/---

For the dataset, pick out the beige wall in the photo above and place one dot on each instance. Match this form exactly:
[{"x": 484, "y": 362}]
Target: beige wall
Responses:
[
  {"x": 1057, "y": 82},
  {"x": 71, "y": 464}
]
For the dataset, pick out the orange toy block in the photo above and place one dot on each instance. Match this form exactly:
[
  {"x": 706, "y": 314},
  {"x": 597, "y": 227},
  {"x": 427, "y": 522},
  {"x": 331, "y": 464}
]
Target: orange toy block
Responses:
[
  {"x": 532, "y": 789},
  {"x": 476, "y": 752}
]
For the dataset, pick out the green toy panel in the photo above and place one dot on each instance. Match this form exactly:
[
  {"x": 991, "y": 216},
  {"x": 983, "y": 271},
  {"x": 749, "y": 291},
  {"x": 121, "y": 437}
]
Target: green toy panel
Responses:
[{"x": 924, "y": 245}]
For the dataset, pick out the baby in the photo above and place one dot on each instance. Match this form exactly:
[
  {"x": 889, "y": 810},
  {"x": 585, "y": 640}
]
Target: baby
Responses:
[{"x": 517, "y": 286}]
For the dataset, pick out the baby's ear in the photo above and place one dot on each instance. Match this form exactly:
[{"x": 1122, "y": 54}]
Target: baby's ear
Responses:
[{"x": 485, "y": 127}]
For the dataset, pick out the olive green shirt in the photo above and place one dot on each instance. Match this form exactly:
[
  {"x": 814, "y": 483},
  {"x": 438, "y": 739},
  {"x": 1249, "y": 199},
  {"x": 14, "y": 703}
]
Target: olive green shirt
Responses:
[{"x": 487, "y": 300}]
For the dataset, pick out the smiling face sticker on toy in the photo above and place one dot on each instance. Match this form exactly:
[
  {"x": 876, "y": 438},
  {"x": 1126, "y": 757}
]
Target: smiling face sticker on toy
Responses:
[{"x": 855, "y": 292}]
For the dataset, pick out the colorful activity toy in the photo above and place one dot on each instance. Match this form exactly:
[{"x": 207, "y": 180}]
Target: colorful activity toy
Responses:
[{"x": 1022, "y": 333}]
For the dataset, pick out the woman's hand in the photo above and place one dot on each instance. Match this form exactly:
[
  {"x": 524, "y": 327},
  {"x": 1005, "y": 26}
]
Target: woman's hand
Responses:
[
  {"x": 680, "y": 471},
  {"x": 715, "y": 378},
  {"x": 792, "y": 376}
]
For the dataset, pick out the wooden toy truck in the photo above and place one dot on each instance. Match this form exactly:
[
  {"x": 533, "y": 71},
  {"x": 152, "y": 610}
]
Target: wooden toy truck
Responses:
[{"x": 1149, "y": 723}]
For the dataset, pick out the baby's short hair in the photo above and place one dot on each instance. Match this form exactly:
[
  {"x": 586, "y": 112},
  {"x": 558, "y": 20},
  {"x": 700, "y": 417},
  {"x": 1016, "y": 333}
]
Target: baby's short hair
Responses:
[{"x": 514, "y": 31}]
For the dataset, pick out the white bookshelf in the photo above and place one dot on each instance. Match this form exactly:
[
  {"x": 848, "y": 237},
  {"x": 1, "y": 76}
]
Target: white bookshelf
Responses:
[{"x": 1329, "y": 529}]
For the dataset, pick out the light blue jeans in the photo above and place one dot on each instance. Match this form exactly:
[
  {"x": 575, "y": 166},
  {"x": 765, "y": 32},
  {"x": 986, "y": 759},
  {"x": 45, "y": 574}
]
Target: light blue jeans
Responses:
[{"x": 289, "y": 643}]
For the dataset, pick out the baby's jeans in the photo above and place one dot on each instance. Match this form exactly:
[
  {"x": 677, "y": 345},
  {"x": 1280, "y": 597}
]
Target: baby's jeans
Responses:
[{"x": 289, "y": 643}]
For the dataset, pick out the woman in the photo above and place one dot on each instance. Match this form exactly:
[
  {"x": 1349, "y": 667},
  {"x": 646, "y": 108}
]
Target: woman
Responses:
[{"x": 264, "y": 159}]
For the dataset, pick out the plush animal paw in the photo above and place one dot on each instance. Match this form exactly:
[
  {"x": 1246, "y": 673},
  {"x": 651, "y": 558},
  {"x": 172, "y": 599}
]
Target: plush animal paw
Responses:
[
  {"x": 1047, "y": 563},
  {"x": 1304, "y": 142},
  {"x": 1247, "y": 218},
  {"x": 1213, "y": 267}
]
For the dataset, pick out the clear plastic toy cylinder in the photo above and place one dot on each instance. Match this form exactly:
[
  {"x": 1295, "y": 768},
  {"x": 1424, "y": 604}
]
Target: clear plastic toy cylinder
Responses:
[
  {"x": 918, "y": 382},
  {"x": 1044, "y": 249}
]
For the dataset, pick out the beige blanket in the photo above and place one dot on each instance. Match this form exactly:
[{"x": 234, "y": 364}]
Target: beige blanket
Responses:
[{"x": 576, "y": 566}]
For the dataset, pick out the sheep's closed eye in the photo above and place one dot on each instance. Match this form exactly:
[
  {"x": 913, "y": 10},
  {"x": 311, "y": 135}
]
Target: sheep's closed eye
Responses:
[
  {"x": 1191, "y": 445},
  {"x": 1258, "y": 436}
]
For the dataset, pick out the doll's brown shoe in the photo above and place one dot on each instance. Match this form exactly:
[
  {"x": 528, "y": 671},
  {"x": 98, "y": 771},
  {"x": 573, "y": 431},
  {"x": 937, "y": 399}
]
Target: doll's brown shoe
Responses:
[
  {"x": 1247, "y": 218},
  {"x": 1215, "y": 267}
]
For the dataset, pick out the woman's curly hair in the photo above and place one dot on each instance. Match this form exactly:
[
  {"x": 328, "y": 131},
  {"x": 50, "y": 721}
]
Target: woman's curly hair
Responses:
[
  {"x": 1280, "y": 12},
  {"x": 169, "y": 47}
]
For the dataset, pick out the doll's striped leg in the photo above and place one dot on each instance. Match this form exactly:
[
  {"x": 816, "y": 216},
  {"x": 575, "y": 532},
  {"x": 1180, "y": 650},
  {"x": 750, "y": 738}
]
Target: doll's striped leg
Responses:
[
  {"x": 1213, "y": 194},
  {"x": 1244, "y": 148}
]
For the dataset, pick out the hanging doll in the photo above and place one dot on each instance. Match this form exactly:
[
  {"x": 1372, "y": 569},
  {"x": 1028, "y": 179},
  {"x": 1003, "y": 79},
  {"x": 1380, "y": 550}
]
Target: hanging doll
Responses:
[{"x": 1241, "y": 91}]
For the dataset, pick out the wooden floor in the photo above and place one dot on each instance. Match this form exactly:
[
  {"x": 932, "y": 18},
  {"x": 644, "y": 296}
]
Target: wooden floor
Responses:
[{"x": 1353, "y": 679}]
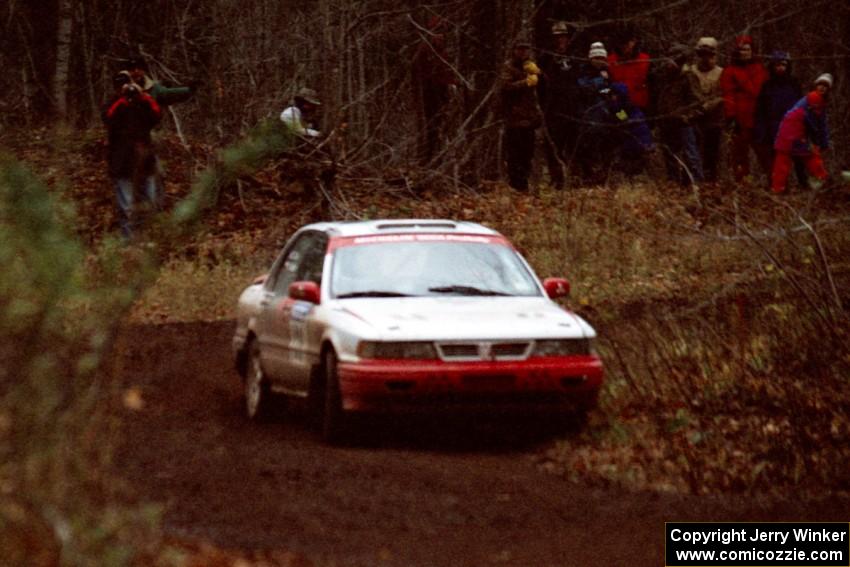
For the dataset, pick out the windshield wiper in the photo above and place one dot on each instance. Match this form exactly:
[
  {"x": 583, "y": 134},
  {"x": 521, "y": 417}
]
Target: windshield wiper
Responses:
[
  {"x": 465, "y": 290},
  {"x": 372, "y": 293}
]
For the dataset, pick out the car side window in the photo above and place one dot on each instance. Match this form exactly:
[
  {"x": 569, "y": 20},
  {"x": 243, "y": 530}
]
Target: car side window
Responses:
[
  {"x": 314, "y": 260},
  {"x": 288, "y": 269},
  {"x": 304, "y": 261}
]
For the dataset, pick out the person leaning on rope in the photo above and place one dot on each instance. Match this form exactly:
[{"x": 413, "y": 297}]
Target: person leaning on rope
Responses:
[
  {"x": 803, "y": 133},
  {"x": 521, "y": 112},
  {"x": 129, "y": 117},
  {"x": 299, "y": 116}
]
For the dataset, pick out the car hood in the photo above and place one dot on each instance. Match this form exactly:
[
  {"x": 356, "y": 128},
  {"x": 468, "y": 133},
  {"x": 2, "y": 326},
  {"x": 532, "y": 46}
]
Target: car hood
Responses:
[{"x": 466, "y": 318}]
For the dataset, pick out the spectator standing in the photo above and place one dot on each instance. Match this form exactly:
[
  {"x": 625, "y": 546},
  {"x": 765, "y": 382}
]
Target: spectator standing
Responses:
[
  {"x": 632, "y": 137},
  {"x": 594, "y": 75},
  {"x": 708, "y": 125},
  {"x": 741, "y": 83},
  {"x": 521, "y": 112},
  {"x": 558, "y": 93},
  {"x": 129, "y": 117},
  {"x": 301, "y": 113},
  {"x": 436, "y": 83},
  {"x": 823, "y": 84},
  {"x": 594, "y": 142},
  {"x": 778, "y": 94},
  {"x": 678, "y": 104},
  {"x": 803, "y": 133},
  {"x": 630, "y": 66}
]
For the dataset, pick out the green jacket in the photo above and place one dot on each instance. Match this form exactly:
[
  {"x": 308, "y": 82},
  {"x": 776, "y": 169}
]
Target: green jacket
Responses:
[{"x": 166, "y": 96}]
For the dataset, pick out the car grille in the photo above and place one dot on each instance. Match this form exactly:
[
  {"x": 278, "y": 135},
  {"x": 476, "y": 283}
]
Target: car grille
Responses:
[{"x": 484, "y": 350}]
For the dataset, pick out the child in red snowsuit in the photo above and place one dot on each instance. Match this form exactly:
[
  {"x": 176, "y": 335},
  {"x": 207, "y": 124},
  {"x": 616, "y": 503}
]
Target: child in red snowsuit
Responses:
[{"x": 802, "y": 133}]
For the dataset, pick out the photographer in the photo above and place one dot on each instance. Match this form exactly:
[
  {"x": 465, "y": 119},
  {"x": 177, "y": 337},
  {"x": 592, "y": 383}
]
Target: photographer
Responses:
[{"x": 129, "y": 117}]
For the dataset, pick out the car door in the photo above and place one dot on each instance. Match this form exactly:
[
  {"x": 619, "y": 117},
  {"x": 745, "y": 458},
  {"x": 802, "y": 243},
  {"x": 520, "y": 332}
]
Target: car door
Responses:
[
  {"x": 304, "y": 330},
  {"x": 274, "y": 331}
]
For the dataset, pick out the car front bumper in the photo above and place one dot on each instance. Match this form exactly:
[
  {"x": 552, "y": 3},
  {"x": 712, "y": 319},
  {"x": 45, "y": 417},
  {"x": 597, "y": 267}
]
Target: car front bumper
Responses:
[{"x": 425, "y": 385}]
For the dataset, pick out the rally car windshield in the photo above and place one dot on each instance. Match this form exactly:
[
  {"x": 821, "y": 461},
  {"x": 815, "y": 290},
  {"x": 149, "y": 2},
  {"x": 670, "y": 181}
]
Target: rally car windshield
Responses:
[{"x": 402, "y": 269}]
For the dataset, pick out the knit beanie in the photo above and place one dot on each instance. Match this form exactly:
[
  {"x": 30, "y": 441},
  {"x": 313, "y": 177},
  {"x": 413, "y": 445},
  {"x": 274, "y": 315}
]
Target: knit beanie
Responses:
[
  {"x": 825, "y": 78},
  {"x": 597, "y": 49}
]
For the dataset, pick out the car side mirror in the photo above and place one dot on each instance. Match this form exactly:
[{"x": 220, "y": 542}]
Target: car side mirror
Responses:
[
  {"x": 305, "y": 291},
  {"x": 556, "y": 287}
]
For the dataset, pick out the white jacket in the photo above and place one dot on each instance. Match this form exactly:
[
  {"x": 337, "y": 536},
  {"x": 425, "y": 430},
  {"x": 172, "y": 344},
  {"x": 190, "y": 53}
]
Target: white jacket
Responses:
[{"x": 293, "y": 118}]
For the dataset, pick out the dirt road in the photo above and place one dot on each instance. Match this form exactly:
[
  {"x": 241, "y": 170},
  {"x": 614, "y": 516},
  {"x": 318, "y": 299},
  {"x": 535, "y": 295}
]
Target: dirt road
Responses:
[{"x": 412, "y": 495}]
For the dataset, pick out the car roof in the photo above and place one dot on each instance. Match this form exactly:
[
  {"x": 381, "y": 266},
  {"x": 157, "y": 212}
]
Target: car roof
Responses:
[{"x": 399, "y": 226}]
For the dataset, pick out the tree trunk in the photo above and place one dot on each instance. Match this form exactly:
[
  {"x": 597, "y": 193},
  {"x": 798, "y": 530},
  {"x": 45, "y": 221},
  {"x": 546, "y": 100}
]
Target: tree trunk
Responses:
[{"x": 61, "y": 75}]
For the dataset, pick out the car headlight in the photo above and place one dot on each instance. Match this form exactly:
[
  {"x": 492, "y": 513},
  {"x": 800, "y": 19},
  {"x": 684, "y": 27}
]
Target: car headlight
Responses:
[
  {"x": 563, "y": 347},
  {"x": 397, "y": 350}
]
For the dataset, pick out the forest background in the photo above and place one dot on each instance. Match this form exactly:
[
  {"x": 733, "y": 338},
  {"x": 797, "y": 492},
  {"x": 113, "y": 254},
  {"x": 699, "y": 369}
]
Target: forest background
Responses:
[
  {"x": 58, "y": 57},
  {"x": 723, "y": 323}
]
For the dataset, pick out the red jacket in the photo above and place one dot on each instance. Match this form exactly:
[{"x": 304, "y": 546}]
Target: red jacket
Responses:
[
  {"x": 804, "y": 126},
  {"x": 633, "y": 74},
  {"x": 741, "y": 84}
]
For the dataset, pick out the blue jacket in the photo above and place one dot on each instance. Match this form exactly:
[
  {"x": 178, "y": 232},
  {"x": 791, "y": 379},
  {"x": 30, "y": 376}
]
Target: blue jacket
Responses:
[{"x": 778, "y": 94}]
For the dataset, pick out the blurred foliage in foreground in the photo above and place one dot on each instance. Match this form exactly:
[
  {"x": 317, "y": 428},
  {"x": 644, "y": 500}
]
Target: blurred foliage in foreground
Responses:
[
  {"x": 56, "y": 498},
  {"x": 60, "y": 307}
]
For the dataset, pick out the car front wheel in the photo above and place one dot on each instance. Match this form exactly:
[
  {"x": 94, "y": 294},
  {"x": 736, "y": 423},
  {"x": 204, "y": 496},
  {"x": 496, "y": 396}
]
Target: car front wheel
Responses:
[
  {"x": 333, "y": 416},
  {"x": 258, "y": 395}
]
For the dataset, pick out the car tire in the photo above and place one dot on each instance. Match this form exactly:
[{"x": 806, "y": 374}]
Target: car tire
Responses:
[
  {"x": 333, "y": 416},
  {"x": 257, "y": 392}
]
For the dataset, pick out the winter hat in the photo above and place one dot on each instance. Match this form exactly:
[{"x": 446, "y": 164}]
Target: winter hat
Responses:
[
  {"x": 743, "y": 40},
  {"x": 137, "y": 62},
  {"x": 707, "y": 44},
  {"x": 121, "y": 79},
  {"x": 597, "y": 49},
  {"x": 560, "y": 28},
  {"x": 679, "y": 53},
  {"x": 308, "y": 95},
  {"x": 780, "y": 56},
  {"x": 825, "y": 78}
]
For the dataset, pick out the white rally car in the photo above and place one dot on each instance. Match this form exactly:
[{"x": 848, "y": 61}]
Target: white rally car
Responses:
[{"x": 409, "y": 315}]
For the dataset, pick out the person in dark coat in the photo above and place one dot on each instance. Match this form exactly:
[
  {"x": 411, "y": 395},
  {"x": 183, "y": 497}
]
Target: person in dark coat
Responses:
[
  {"x": 741, "y": 83},
  {"x": 629, "y": 65},
  {"x": 778, "y": 94},
  {"x": 803, "y": 133},
  {"x": 678, "y": 105},
  {"x": 595, "y": 142},
  {"x": 129, "y": 117},
  {"x": 521, "y": 112},
  {"x": 558, "y": 93},
  {"x": 709, "y": 124}
]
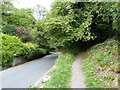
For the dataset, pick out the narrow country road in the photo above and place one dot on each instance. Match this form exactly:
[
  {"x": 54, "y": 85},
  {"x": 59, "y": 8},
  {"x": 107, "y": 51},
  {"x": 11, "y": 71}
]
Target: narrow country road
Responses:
[{"x": 27, "y": 74}]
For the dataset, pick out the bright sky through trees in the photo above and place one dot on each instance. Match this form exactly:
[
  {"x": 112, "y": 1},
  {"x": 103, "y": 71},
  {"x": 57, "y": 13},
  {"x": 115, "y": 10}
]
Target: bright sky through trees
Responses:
[{"x": 32, "y": 3}]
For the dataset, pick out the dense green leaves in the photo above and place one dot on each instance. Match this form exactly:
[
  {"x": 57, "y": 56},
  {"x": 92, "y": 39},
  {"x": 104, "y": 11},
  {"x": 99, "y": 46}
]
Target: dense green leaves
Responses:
[
  {"x": 77, "y": 21},
  {"x": 9, "y": 29}
]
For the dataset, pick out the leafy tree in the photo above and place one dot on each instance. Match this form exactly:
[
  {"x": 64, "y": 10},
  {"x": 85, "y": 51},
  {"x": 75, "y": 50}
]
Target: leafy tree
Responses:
[
  {"x": 9, "y": 29},
  {"x": 17, "y": 17},
  {"x": 77, "y": 21},
  {"x": 23, "y": 34}
]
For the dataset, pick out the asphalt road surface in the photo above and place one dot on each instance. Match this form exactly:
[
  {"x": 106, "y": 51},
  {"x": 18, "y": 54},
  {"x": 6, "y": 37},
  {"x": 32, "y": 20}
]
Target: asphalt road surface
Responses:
[{"x": 27, "y": 74}]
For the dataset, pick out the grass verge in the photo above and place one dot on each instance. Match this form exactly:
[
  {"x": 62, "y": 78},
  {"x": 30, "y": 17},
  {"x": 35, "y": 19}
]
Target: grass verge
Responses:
[
  {"x": 61, "y": 74},
  {"x": 101, "y": 65}
]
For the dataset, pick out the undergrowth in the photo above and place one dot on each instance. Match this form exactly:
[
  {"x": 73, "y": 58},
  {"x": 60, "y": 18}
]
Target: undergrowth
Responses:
[
  {"x": 101, "y": 65},
  {"x": 61, "y": 73}
]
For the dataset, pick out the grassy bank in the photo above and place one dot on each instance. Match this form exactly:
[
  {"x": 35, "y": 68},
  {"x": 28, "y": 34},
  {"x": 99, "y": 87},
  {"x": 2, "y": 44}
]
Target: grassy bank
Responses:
[
  {"x": 100, "y": 65},
  {"x": 61, "y": 74}
]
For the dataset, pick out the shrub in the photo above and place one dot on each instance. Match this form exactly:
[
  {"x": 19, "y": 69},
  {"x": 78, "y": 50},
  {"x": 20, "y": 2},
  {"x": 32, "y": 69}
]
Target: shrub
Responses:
[
  {"x": 9, "y": 29},
  {"x": 34, "y": 51},
  {"x": 13, "y": 47},
  {"x": 101, "y": 65}
]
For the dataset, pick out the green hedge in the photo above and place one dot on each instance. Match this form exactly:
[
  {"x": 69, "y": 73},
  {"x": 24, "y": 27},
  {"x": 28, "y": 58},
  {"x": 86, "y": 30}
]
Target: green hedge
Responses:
[{"x": 13, "y": 47}]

\---

» **GOAL**: Each line from the one containing "For the dataset, pick out the asphalt" to the final line of the entries above must be returned exactly, and no other line may appear.

» **OUTPUT OF THE EXERCISE**:
For the dataset, pick out the asphalt road surface in the photo above and place one dot on each instance. Match this form exactly:
[
  {"x": 106, "y": 51},
  {"x": 18, "y": 54},
  {"x": 6, "y": 37},
  {"x": 32, "y": 20}
]
Target: asphalt road surface
Responses:
[{"x": 27, "y": 74}]
For the dataset, pick out the grass verge in the photo above and place one dot on each instance. Match this form exactly:
[
  {"x": 62, "y": 78},
  {"x": 30, "y": 17},
  {"x": 35, "y": 19}
]
Target: grass verge
Responses:
[
  {"x": 61, "y": 74},
  {"x": 101, "y": 65}
]
For the dataset, pick out the undergrowth in the photo above and place one dot on each instance. Match this form exactly:
[
  {"x": 73, "y": 58},
  {"x": 60, "y": 18}
]
Target: undergrowth
Responses:
[
  {"x": 101, "y": 65},
  {"x": 61, "y": 73}
]
For the dataset, pick out the grassy bank in the photo above and place one dot on each instance. Match this form exactly:
[
  {"x": 35, "y": 68},
  {"x": 28, "y": 34},
  {"x": 99, "y": 87},
  {"x": 2, "y": 44}
]
Target: grassy bank
Responses:
[
  {"x": 100, "y": 65},
  {"x": 61, "y": 74}
]
For the dataset, pick out the shrub in the photo above and place one dot on each instance. Match this form exactly:
[
  {"x": 19, "y": 69},
  {"x": 78, "y": 50},
  {"x": 20, "y": 2},
  {"x": 32, "y": 69}
]
Target: shrub
Responses:
[
  {"x": 9, "y": 29},
  {"x": 34, "y": 51},
  {"x": 13, "y": 47},
  {"x": 101, "y": 65}
]
For the dataset, pick out the green hedge in the photo above and place one dot on each instance. Match this form exactly:
[
  {"x": 69, "y": 73},
  {"x": 24, "y": 27},
  {"x": 28, "y": 58},
  {"x": 86, "y": 30}
]
Target: green hedge
Responses:
[{"x": 13, "y": 47}]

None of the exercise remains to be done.